┌─ Supplied records
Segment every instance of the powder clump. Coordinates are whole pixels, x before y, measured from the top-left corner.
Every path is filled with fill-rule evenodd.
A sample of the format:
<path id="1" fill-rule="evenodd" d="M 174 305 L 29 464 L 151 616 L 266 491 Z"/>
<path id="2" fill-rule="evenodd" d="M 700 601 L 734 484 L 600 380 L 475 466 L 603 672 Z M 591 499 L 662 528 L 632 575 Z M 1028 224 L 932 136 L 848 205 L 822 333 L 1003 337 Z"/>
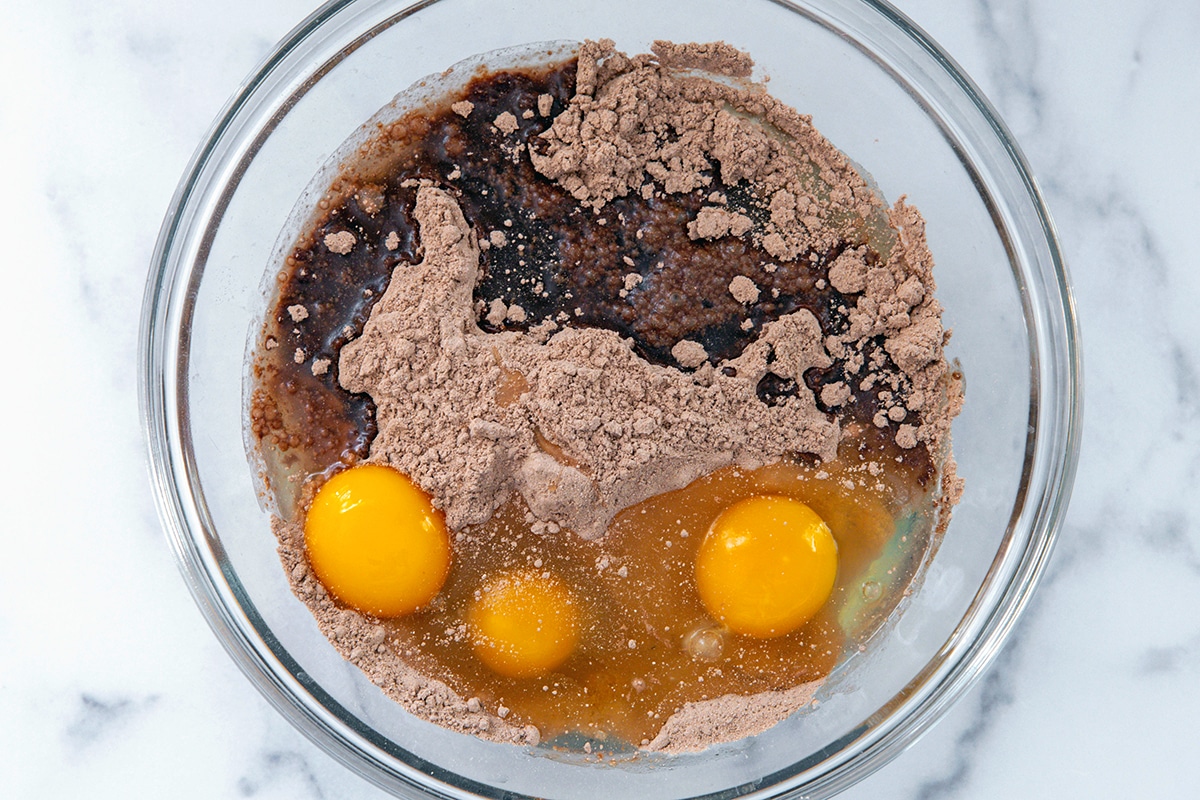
└─
**Exercise**
Give the number of lines in the records that contain the string "path", and write nothing besides that number.

**Answer section**
3